| The problem |
Please recast all of the data below as a Markdown table with the columns Row and Line, giving each line its own numbered row and leaving out blank lines.

** begin Dataset **

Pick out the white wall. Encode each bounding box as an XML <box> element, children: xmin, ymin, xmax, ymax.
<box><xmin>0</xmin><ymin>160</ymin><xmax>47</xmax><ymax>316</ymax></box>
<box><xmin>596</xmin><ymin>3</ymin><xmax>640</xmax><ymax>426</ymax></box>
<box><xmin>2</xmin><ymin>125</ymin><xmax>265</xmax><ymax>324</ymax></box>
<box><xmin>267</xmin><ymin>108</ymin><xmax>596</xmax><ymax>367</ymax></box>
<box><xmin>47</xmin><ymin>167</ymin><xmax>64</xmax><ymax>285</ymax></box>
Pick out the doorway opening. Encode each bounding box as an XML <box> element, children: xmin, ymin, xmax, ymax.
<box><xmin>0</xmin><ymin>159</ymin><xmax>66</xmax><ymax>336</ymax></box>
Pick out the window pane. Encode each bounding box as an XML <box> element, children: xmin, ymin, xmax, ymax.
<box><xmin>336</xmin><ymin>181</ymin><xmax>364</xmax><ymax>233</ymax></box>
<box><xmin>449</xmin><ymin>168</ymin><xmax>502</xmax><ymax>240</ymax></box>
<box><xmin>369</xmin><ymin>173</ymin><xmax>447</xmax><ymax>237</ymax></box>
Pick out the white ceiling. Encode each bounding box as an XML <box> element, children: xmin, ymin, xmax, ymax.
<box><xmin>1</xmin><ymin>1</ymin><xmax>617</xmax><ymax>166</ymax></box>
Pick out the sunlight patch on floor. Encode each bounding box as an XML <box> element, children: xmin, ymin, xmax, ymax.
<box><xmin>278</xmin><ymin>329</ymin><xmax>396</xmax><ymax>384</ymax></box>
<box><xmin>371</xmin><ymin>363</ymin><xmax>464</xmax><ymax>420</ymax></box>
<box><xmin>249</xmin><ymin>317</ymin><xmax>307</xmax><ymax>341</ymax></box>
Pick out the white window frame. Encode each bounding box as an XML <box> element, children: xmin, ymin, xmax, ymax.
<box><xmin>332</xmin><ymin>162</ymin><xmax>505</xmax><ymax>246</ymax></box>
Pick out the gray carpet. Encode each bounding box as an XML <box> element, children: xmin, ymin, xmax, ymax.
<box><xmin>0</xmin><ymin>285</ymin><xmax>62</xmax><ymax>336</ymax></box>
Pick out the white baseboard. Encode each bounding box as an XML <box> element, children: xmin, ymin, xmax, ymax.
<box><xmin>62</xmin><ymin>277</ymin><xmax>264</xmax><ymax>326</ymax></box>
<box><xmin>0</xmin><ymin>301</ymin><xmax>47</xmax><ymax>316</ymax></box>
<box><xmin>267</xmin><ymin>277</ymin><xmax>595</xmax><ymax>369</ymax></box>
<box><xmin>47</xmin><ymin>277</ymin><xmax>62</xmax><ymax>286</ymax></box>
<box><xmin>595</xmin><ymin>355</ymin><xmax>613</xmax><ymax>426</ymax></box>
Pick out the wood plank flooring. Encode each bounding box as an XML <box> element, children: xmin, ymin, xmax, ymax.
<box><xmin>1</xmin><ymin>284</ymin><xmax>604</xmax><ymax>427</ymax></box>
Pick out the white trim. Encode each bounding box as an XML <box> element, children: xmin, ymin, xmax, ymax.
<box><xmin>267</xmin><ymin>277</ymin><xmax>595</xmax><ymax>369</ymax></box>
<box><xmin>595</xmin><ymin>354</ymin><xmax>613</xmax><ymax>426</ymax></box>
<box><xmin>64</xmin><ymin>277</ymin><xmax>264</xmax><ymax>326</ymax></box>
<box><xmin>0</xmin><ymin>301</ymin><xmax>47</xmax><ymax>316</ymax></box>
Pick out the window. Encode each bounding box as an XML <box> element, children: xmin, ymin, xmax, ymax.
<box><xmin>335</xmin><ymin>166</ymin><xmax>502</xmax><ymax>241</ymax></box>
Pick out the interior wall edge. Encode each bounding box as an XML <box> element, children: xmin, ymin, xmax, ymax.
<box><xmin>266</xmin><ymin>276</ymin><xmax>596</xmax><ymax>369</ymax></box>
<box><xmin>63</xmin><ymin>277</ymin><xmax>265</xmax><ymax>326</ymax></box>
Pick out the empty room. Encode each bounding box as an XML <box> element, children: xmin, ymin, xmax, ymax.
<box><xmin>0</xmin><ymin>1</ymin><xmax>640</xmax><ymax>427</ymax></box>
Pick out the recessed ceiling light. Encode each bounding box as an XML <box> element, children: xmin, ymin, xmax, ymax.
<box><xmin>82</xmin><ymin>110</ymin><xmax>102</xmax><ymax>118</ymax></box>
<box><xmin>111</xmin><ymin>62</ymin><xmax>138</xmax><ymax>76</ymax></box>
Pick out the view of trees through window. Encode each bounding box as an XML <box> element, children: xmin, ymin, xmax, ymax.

** end Dataset **

| Solved problem |
| Row | Line |
|---|---|
| 1 | Pick out the white wall. Encode each bounding box as an XML <box> element, children: xmin, ymin, xmax, ymax. |
| 2 | <box><xmin>0</xmin><ymin>160</ymin><xmax>47</xmax><ymax>316</ymax></box> |
| 3 | <box><xmin>596</xmin><ymin>3</ymin><xmax>640</xmax><ymax>426</ymax></box> |
| 4 | <box><xmin>2</xmin><ymin>125</ymin><xmax>265</xmax><ymax>324</ymax></box> |
| 5 | <box><xmin>267</xmin><ymin>108</ymin><xmax>596</xmax><ymax>367</ymax></box> |
| 6 | <box><xmin>47</xmin><ymin>167</ymin><xmax>64</xmax><ymax>285</ymax></box> |
| 7 | Pick out the doorway opening. Encode each bounding box as an XML <box> element, children: xmin, ymin, xmax, ymax. |
| 8 | <box><xmin>0</xmin><ymin>159</ymin><xmax>66</xmax><ymax>336</ymax></box> |
| 9 | Pick out the window pane. Encode each bounding box as an XML <box> element, children: xmin, ymin, xmax, ymax. |
| 10 | <box><xmin>336</xmin><ymin>181</ymin><xmax>364</xmax><ymax>233</ymax></box> |
| 11 | <box><xmin>449</xmin><ymin>168</ymin><xmax>502</xmax><ymax>240</ymax></box> |
| 12 | <box><xmin>369</xmin><ymin>173</ymin><xmax>447</xmax><ymax>237</ymax></box> |
| 13 | Pick out the white ceiling. Encode each bounding box as an XML <box> element, children: xmin, ymin, xmax, ymax. |
| 14 | <box><xmin>1</xmin><ymin>1</ymin><xmax>617</xmax><ymax>166</ymax></box> |
| 15 | Pick out the sunlight patch on floor. Encode each bounding box as an XML <box> element, children: xmin, ymin, xmax, ymax. |
| 16 | <box><xmin>278</xmin><ymin>329</ymin><xmax>396</xmax><ymax>384</ymax></box> |
| 17 | <box><xmin>371</xmin><ymin>363</ymin><xmax>464</xmax><ymax>420</ymax></box> |
| 18 | <box><xmin>249</xmin><ymin>317</ymin><xmax>307</xmax><ymax>341</ymax></box> |
| 19 | Pick out the white window frame. Encode each bounding box as an XML <box> element, children: xmin, ymin, xmax, ymax. |
| 20 | <box><xmin>332</xmin><ymin>162</ymin><xmax>505</xmax><ymax>246</ymax></box> |
| 21 | Pick out the gray carpet. Encode each bounding box as an XML <box> element, children: xmin, ymin, xmax, ymax. |
| 22 | <box><xmin>0</xmin><ymin>285</ymin><xmax>62</xmax><ymax>336</ymax></box> |
| 23 | Pick out the white baseboard. Encode each bounding box as an XML <box> element, children: xmin, ymin, xmax, ymax. |
| 24 | <box><xmin>62</xmin><ymin>277</ymin><xmax>264</xmax><ymax>326</ymax></box> |
| 25 | <box><xmin>0</xmin><ymin>301</ymin><xmax>47</xmax><ymax>316</ymax></box> |
| 26 | <box><xmin>267</xmin><ymin>277</ymin><xmax>595</xmax><ymax>369</ymax></box> |
| 27 | <box><xmin>47</xmin><ymin>277</ymin><xmax>62</xmax><ymax>286</ymax></box> |
| 28 | <box><xmin>595</xmin><ymin>355</ymin><xmax>613</xmax><ymax>426</ymax></box> |
| 29 | Pick out the wood plank flooring. Encode each bounding box as an XML <box> element, children: xmin, ymin, xmax, ymax. |
| 30 | <box><xmin>1</xmin><ymin>284</ymin><xmax>604</xmax><ymax>427</ymax></box> |
| 31 | Pick out the white trim. Encode each bounding box as an XML <box> element, children: xmin, ymin, xmax, ymax. |
| 32 | <box><xmin>267</xmin><ymin>277</ymin><xmax>595</xmax><ymax>369</ymax></box> |
| 33 | <box><xmin>595</xmin><ymin>354</ymin><xmax>613</xmax><ymax>426</ymax></box> |
| 34 | <box><xmin>64</xmin><ymin>277</ymin><xmax>264</xmax><ymax>326</ymax></box> |
| 35 | <box><xmin>0</xmin><ymin>301</ymin><xmax>47</xmax><ymax>316</ymax></box> |
| 36 | Pick out the window. Encode each bounding box as an XML <box> element, children: xmin, ymin, xmax, ymax. |
| 37 | <box><xmin>335</xmin><ymin>166</ymin><xmax>502</xmax><ymax>241</ymax></box> |
| 38 | Pick out the interior wall edge. Encode each bounding box as an XML <box> element, children: xmin, ymin, xmax, ymax. |
| 39 | <box><xmin>266</xmin><ymin>276</ymin><xmax>596</xmax><ymax>369</ymax></box> |
| 40 | <box><xmin>63</xmin><ymin>277</ymin><xmax>265</xmax><ymax>326</ymax></box> |
| 41 | Pick out the empty room. Encode each bounding box as an XML <box> element, children: xmin, ymin, xmax, ymax. |
| 42 | <box><xmin>0</xmin><ymin>1</ymin><xmax>640</xmax><ymax>427</ymax></box> |
| 43 | Pick out the recessed ceiling light. Encode each bounding box as an XML <box> element, children: xmin, ymin, xmax, ymax. |
| 44 | <box><xmin>82</xmin><ymin>110</ymin><xmax>102</xmax><ymax>118</ymax></box> |
| 45 | <box><xmin>111</xmin><ymin>62</ymin><xmax>138</xmax><ymax>76</ymax></box> |
| 46 | Pick out the view of trees through window. Encode each bounding box as an XML <box> element, children: xmin, ymin, xmax, ymax. |